Requirements:
A. Switch "ballad" to "anthem" in the album review's passage from "Again we switch" to "too much consideration.", and give that passage again.
B. According to the album review, how many words has the writer already spent on four tracks?
C. Pick up the album review after its final sentence and write the next part.

Again we switch into the decidedly downbeat spaghetti-Western-tragedy vibe of ‘Red Rose’, an 80’s ballad that really does sound different and much less sickly than 99% of its contemporaries. The military drum bits are especially welcome.


Okay, okay I’ve done my usual and blown 4,000 words on four tracks but whilst there are a couple of lesser outings on Things You’ve Never Done Before, there are some other goodies too. Let us deal with them in a laughably perfunctory way now; the last three tracks really aren’t worth too much consideration.

‘Live Fast Die Young’ is way better than any track with that name had a right to be in 1989. Again Roxx Gang slow it down to Judas Priest in stately mode speed. You could turn this track into a power metal banger without too much work.

‘Too Cool For School’ is better than any track with that name had a right to be in 1989 (slight return). As an insecure 17 year-old this was exactly the type of manly swaggering braggadocio I aspired to, even if I couldn’t afford skin-tight pleather trews.


There is always a danger writing about excitable music that you first encountered at an excitable time in your life that its merits were all bound up in time and place and it sounds crap now that you’re bald, boring and wear looser jeans. It is immensely gratifying to report that despite being bald, being generally less excitable and wearing looser trousers than I did in 1989 Things You’ve Never Done Before^ really stands up, in part.

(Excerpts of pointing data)
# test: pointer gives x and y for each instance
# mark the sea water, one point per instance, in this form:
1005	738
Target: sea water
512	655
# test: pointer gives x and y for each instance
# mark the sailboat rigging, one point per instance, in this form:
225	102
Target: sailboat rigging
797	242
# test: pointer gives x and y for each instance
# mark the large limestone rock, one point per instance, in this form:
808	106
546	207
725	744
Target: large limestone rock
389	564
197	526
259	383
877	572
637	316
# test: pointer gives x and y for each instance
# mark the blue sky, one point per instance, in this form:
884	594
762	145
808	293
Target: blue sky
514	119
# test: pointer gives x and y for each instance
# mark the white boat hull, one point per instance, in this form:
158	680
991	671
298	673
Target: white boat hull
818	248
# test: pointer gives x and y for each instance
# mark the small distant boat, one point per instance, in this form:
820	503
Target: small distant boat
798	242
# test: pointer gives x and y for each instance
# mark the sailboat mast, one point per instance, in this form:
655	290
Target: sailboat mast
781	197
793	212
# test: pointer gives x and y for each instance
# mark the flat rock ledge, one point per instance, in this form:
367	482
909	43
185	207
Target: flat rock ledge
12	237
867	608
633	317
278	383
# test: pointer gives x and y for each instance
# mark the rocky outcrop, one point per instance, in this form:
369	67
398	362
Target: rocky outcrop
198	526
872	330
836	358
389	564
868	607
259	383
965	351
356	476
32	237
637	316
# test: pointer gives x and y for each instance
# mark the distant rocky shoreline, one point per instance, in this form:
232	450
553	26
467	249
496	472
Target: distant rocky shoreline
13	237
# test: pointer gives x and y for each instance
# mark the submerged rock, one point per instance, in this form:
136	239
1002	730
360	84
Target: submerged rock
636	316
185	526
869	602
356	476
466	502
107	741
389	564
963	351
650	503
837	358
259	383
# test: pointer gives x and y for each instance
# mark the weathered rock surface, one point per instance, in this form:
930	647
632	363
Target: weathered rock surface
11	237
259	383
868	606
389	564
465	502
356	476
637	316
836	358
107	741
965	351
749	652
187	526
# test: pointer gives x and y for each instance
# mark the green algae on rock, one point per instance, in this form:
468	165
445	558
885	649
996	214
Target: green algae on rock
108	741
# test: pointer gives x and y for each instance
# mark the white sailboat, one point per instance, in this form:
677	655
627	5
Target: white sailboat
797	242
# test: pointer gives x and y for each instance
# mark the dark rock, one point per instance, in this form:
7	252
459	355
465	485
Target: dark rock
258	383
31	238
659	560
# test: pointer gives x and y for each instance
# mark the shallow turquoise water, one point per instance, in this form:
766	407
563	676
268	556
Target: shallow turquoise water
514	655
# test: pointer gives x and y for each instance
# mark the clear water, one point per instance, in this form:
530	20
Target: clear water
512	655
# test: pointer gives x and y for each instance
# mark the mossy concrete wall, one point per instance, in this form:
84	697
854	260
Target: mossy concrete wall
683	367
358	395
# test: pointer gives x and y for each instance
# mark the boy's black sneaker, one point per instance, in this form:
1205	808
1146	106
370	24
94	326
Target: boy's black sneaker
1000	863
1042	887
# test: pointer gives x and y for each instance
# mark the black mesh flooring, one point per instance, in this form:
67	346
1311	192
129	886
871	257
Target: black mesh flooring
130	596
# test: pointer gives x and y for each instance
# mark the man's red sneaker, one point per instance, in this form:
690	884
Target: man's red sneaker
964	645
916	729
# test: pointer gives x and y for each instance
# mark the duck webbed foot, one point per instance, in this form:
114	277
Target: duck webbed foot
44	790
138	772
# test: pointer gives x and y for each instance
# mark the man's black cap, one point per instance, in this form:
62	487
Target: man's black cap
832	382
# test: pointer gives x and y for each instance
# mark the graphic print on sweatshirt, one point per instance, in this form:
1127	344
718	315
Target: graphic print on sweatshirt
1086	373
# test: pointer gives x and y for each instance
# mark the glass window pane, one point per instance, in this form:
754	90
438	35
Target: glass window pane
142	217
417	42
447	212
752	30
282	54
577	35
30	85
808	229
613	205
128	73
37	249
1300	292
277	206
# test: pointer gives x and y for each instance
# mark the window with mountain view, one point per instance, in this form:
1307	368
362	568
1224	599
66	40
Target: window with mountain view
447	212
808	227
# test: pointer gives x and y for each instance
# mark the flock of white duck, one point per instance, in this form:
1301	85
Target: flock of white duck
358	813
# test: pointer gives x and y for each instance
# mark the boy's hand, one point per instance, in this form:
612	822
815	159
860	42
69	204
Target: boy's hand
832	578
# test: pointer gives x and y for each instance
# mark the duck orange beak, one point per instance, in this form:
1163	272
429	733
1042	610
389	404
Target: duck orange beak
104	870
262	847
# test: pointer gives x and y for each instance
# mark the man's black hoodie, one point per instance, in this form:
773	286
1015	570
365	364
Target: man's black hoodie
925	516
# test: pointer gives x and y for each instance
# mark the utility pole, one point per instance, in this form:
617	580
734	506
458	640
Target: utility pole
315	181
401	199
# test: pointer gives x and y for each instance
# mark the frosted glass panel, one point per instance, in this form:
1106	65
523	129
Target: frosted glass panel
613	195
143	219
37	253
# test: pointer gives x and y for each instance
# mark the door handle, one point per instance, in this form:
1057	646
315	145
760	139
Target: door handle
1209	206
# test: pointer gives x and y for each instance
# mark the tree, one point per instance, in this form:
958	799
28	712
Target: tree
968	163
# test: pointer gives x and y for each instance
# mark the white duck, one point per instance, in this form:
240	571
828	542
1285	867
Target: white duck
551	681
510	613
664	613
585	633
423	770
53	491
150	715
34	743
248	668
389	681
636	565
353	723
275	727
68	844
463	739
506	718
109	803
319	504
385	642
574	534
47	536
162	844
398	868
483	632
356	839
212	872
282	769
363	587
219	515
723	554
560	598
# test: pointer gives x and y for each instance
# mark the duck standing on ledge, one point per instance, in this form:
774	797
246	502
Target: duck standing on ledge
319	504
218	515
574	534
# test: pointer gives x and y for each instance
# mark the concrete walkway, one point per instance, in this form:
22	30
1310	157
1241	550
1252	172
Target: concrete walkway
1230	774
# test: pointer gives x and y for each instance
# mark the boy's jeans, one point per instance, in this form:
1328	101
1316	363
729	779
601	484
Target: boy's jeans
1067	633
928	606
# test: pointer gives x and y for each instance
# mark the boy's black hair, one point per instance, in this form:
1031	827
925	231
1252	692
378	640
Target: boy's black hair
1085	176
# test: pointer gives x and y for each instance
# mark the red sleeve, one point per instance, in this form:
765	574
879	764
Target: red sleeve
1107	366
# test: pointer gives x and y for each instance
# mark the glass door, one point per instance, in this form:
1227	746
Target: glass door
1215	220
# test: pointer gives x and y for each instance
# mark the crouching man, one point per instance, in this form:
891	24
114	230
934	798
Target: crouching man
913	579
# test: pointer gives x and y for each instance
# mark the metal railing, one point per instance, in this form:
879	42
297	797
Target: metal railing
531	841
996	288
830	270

Final answers:
A.
Again we switch into the decidedly downbeat spaghetti-Western-tragedy vibe of ‘Red Rose’, an 80’s anthem that really does sound different and much less sickly than 99% of its contemporaries. The military drum bits are especially welcome.


Okay, okay I’ve done my usual and blown 4,000 words on four tracks but whilst there are a couple of lesser outings on Things You’ve Never Done Before, there are some other goodies too. Let us deal with them in a laughably perfunctory way now; the last three tracks really aren’t worth too much consideration.

B. 4,000 words.

C.
Its a favourite theme of mine, I know, but this LP would have made the greatest mini-LP of the whole glam era, basically just stick the first 7 tracks on it, job done. The playing and performances are of a really high quality throughout, some crunching riffs and guitar flourishes abound. The production of Beau Hill is of its time, but not oppressively or distractingly so.

Things You’ve Never Done Before was the band’s debut and due to a certain instabilities, personnel and record company related and a certain looming Seattle-based extinction-level event, Roxx Gang didn’t follow it up for 6 years, by which time they were a different band in a different world. I think this LP is a great-sounding portal back to when the world was young, fresh and glittery.

Caroline try to understand
The road to glory our lives pave
And as the angels take my hand
Leave one red rose on my grave

1265 Down.

*seemingly a bad label to sign for if you were a hard rock/glam band, almost as bad as Chrysalis for failing to break bands.

**quoted direct from lines 114-116, scroll 6 of 1537’s Canticle Of Canticles; as established at The Council Of Trent (1546), which set the deuterocanonical books of blogging.

^which did potentially soundtrack several of those things I hadn’t done previously.

31 thoughts on “Put A Red Rose On Their Grave

  1. You mentioned this band a while back to me and I thought you were making them up. Scratch My Back is right up my street, infuriatingly catchy and wth a hilariously tuneless guitar solo… I’m in!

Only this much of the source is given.